-- start Text shown --

Holland’s Laurens Ten
Dam (Belkin Procycling), is in 5th in the GC. Very, very
impressive. Oddly, the leader board has
him as a Belgian. This guy doesn’t get
nearly the respect he deserves, perhaps due to his facial hair. Somehow, he hasn’t captured the hipster look
with his beard.
They’re showing a replay of Froome’s victory salute. Phil Liggett says of Froome, “He’s not the prettiest of bike riders, but he is the most effective.” He must have bitten his tongue to keep from adding, “At doping.”
Perhaps you
saw that Froome, in a pre-Tour interview, said, “My results aren’t going to be stripped.” Thou doth protest too
much! You’re supposed to wait until you’re
accused before you start lying!
Froome is being interviewed. “This is the
first real GC day, so to come out in first and second, this is a dream come true
for us.... That’s such a good way to start the mountains for us.” Such insight!
You know, it’s genius like this that enables a pair of riders, almost unheard of as recently as two years ago, to walk away from the best bike racers in the world in
pretty much every stage race they do.
Looks like
Tejay is going to lose about 12 minutes.
Of course, nothing matters now because the entire sport has been blown
up again. Or perhaps I was just being
foolish when I thought it might be cleaning up.
Wow, as
Chris Froome steps onto the podium, one of the podium girls sucker-punches
him in the kidneys! It’s a dream come
true! Okay, I confess that despair has
driven me into fantasy. Actually, you
know what a real dream come true would be?
If the doping controls actually worked.
It’s a disgrace that Bernard Hinault has to pretend to be happy for
Froome right now, and actually shake his hand, when this is all so obviously a
sham.
Another
group of really outstanding, and very likely clean, athletes crosses the line
over 17 minutes down.
Chris Froome
is on the podium for the third time today, this time for the KOM jersey. His calves are smaller than mine. You know what I’d like? I’d like to take Froome on in a good old
fashioned fistfight. All his EPO, extra
blood, and whatever the hell else he’s on wouldn’t do much for him there.
Quintana
gets the white jersey of best young rider.
If I’m not mistaken, he takes it over from Peter Sagan, who is still out
on the course. By the way, the green and
white bodysuits of these podium girls are ridiculous, but they’re by far the
best-looking podium girls we’ve seen today.
Voeckler
finally drools in, well over 20 minutes down.
The housewives will soon be reading “Fifty Shades of Off-The-Back,” just
as soon as I’m done writing it.
They’re
interviewing some white-haired Frenchman.
I think I can translate: “It
really didn’t matter what anybody tried to do in this race ... tactics were out
the window ... the only thing to note about this race is that Sky is absolutely
coked to the gills, a bunch of goddamned pin-cushions. It’s just too bad that Froome looks like such
a douchebag, because there’s no syringe for that.” (Full disclosure: it’s been over two decades since I studied
French and I’m not sure I’ve translated this perfectly.)
Both my
remaining video feeds have turned into odd displays of grey and black vertical
bars, which is a big improvement over yet another replay of Froome’s victory
salute. It’s so absurd for somebody to
look really excited about “winning” when he and his teammate go one-two yet
again, just like all season and throughout last year’s Tour. I’m pretty sure this will be my last Tour de
France blow-by-blow ... I’m going to go find something else to watch, something
more honorable, like cockfighting or pro wrestling. Thanks for tuning in, and I’m sorry I haven’t
had something better to report.
Love it. And might I suggest covering Luche Libre; those guys are seriously great fake wrestler/real acrobats. And, for the record, I was wondering why the commentators in the stage the other day didn't say something about a black guy not only being in this race but also being a factor; it's rare, so let's say it. I realize it could be construed as racist, but I see it as celebratory. Golf talks all the time about Tiger Woods being (part) black, after all (right? I don't follow a lot of golf, but I do recall that's been brought up a time or two).

-- end Text shown --

*Task set*.
**a.** In the Tour de France commentary, what nationality does the leader board give Laurens Ten Dam?
**b.** Print every line of the records below without any change, leaving out the picture.
The text and the records come from separate, unrelated sources.

-- start Information given --

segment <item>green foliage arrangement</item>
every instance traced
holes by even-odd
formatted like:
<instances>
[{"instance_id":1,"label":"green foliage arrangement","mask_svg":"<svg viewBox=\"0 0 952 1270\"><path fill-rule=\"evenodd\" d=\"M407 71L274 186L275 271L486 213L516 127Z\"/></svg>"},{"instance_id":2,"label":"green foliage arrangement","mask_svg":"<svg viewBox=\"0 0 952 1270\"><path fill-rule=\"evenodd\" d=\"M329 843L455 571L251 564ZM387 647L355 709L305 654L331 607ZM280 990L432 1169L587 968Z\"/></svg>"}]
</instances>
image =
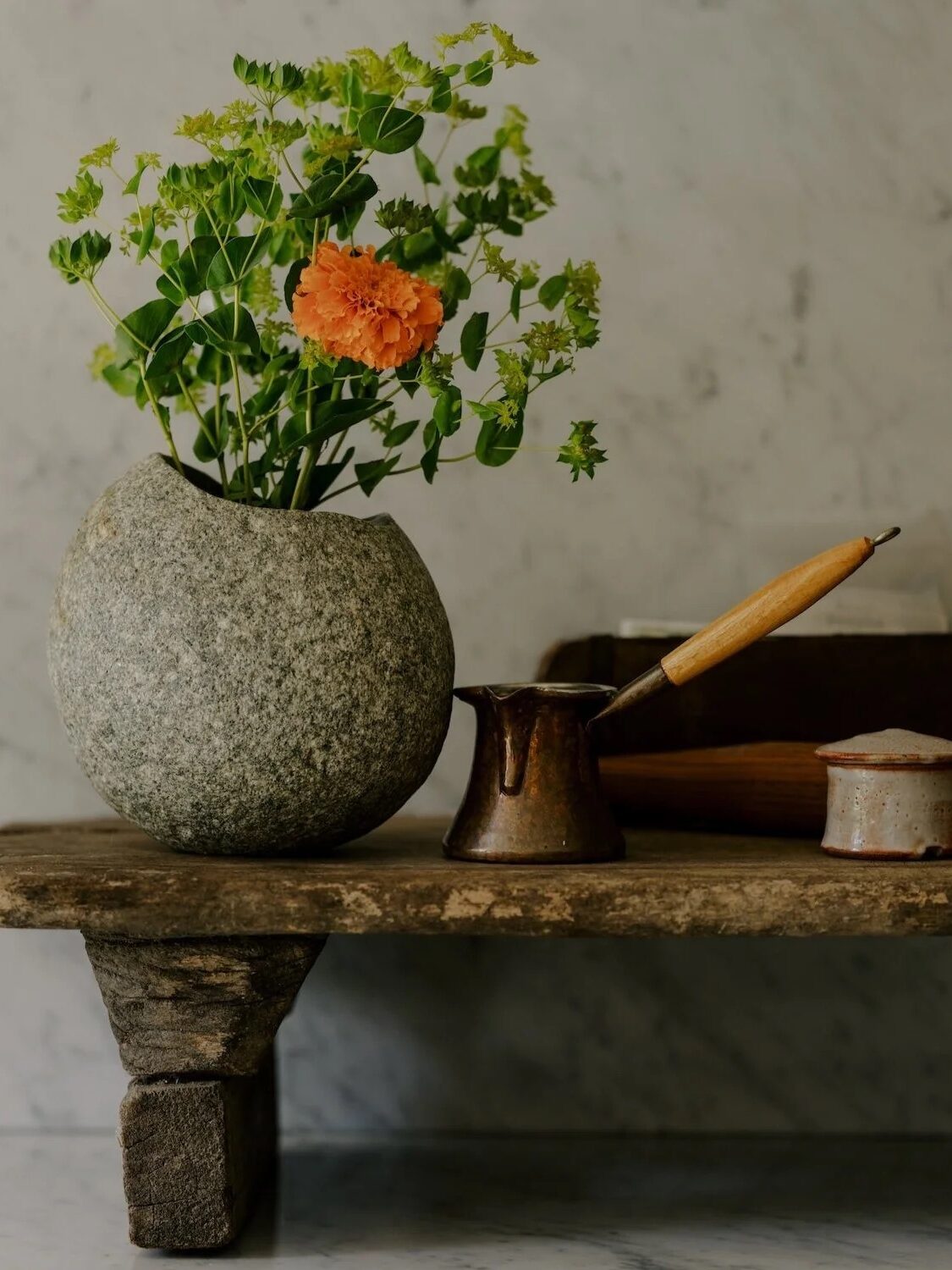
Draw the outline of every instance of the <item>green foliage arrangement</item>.
<instances>
[{"instance_id":1,"label":"green foliage arrangement","mask_svg":"<svg viewBox=\"0 0 952 1270\"><path fill-rule=\"evenodd\" d=\"M61 237L50 258L114 330L94 353L94 376L152 410L179 469L173 413L190 415L194 456L217 465L226 498L312 508L355 486L369 494L400 472L433 481L440 465L473 457L498 467L522 444L529 396L598 340L590 260L543 277L533 260L509 254L555 202L532 168L523 112L508 107L449 168L458 135L487 113L470 91L499 67L536 57L484 22L435 43L434 62L406 43L307 69L237 56L245 95L178 126L204 151L198 163L164 166L159 155L138 154L121 173L109 140L83 156L58 196L69 224L103 220L107 179L133 204L118 229ZM413 152L421 197L383 201L371 168L380 175L401 151ZM371 216L382 239L376 251L354 245ZM343 248L330 246L333 235ZM157 290L122 318L99 279L114 243L155 271ZM336 290L319 260L334 265ZM376 279L409 304L387 309ZM499 288L498 314L475 307L482 279L480 295L493 281ZM419 316L415 325L414 311L438 320ZM456 351L444 352L435 331L447 340L453 323ZM385 345L397 338L400 343ZM369 352L341 356L341 347ZM487 353L495 376L476 396L466 372ZM368 429L362 452L372 436L378 453L355 462L348 437L358 424ZM557 448L572 480L604 461L594 427L571 423ZM475 437L470 448L447 453L446 442L465 429Z\"/></svg>"}]
</instances>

-- end Information given --

*Outputs in order*.
**a.** Belgian.

**b.**
segment <item>green foliage arrangement</item>
every instance traced
holes by even-odd
formatted like:
<instances>
[{"instance_id":1,"label":"green foliage arrangement","mask_svg":"<svg viewBox=\"0 0 952 1270\"><path fill-rule=\"evenodd\" d=\"M407 71L274 186L275 271L486 213L516 127Z\"/></svg>"},{"instance_id":2,"label":"green foliage arrangement","mask_svg":"<svg viewBox=\"0 0 952 1270\"><path fill-rule=\"evenodd\" d=\"M329 843L455 571L251 564ZM387 647L355 709L305 654L331 607ZM280 990L432 1169L587 968Z\"/></svg>"}]
</instances>
image =
Draw the outline of every instance of the <item>green foliage arrangement</item>.
<instances>
[{"instance_id":1,"label":"green foliage arrangement","mask_svg":"<svg viewBox=\"0 0 952 1270\"><path fill-rule=\"evenodd\" d=\"M61 237L50 258L114 330L94 353L94 376L152 410L179 469L173 413L190 415L194 456L217 465L226 498L312 508L355 486L369 494L400 472L433 481L440 465L473 457L498 467L522 444L529 396L598 340L590 260L543 277L533 260L509 254L555 202L532 168L523 112L508 107L449 168L458 135L487 113L470 91L499 67L536 57L484 22L435 43L434 62L406 43L307 69L237 56L245 95L178 126L204 151L198 163L164 166L159 155L138 154L121 173L109 140L83 156L58 196L69 224L103 220L107 179L133 204L118 229ZM413 152L421 197L383 201L371 168L380 175L401 151ZM371 216L382 239L376 251L354 245ZM343 248L330 246L333 235ZM157 290L122 318L99 279L114 243L155 271ZM336 290L319 260L334 265ZM376 279L409 304L387 309ZM499 288L498 314L475 307L482 279L480 295L493 281ZM419 316L415 325L414 311L438 320ZM456 351L444 352L435 331L447 340L453 323ZM385 345L397 338L400 343ZM369 352L341 356L341 347ZM487 353L495 376L476 396L466 372ZM368 429L362 452L372 436L378 453L355 462L348 437L358 424ZM557 448L572 480L604 461L594 427L571 423ZM475 437L470 448L447 453L446 442L465 429Z\"/></svg>"}]
</instances>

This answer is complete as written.